Your answer must hold only the lines below from the line containing "[(10, 303), (75, 168), (36, 400)]" through the line containing "Scouting pass: put a marker on the blue sky, one", each reproduced exactly.

### Items listed in a dataset

========

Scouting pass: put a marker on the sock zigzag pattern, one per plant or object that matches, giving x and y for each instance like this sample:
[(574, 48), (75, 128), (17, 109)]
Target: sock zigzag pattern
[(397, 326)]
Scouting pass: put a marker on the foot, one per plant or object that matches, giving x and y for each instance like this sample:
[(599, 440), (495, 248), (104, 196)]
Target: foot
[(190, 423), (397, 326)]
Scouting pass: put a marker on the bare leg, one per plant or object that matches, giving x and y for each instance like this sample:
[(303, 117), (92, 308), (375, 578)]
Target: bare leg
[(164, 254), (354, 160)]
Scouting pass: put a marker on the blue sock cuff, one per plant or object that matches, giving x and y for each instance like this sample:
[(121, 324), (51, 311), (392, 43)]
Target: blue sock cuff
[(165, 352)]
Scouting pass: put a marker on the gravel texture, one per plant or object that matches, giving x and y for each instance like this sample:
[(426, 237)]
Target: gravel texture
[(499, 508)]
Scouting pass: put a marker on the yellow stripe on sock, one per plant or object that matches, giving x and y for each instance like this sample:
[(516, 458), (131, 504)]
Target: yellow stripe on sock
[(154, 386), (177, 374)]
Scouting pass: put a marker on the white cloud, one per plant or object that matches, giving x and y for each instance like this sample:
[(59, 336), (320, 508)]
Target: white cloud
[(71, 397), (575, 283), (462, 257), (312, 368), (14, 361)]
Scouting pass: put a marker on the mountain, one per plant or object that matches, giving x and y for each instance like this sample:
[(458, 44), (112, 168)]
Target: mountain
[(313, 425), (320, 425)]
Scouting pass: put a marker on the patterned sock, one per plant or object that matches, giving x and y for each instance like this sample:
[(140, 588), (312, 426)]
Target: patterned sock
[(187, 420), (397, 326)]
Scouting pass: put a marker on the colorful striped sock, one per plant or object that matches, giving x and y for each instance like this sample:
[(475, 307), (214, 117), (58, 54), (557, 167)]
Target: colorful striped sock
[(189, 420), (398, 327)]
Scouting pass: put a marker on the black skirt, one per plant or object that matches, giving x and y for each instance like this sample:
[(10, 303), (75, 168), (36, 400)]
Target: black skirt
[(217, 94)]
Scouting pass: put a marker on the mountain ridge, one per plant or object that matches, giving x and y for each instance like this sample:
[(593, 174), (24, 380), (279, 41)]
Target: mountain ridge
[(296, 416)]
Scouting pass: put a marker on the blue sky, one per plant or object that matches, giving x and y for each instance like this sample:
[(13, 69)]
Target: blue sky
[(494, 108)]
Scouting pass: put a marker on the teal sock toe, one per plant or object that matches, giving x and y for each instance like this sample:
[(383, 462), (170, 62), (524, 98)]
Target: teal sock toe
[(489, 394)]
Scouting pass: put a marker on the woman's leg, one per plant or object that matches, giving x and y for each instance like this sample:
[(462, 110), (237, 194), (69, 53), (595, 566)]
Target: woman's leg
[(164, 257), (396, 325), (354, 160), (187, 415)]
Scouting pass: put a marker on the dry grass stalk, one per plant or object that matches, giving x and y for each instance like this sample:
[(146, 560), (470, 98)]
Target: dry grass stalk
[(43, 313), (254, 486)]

========

### RESULT OF THIS EXERCISE
[(10, 303), (75, 168), (36, 400)]
Target: black skirt
[(217, 94)]
Scouting pass: put a marker on the mountain ridge, one per plant or object that matches, giving x and y for each instance like this sample:
[(593, 174), (24, 380), (279, 41)]
Target: mountain ridge
[(296, 416)]
Scouting pass: put a marker on the blue sky, one per plant or object that matches, giving x and y for each instance like this sample:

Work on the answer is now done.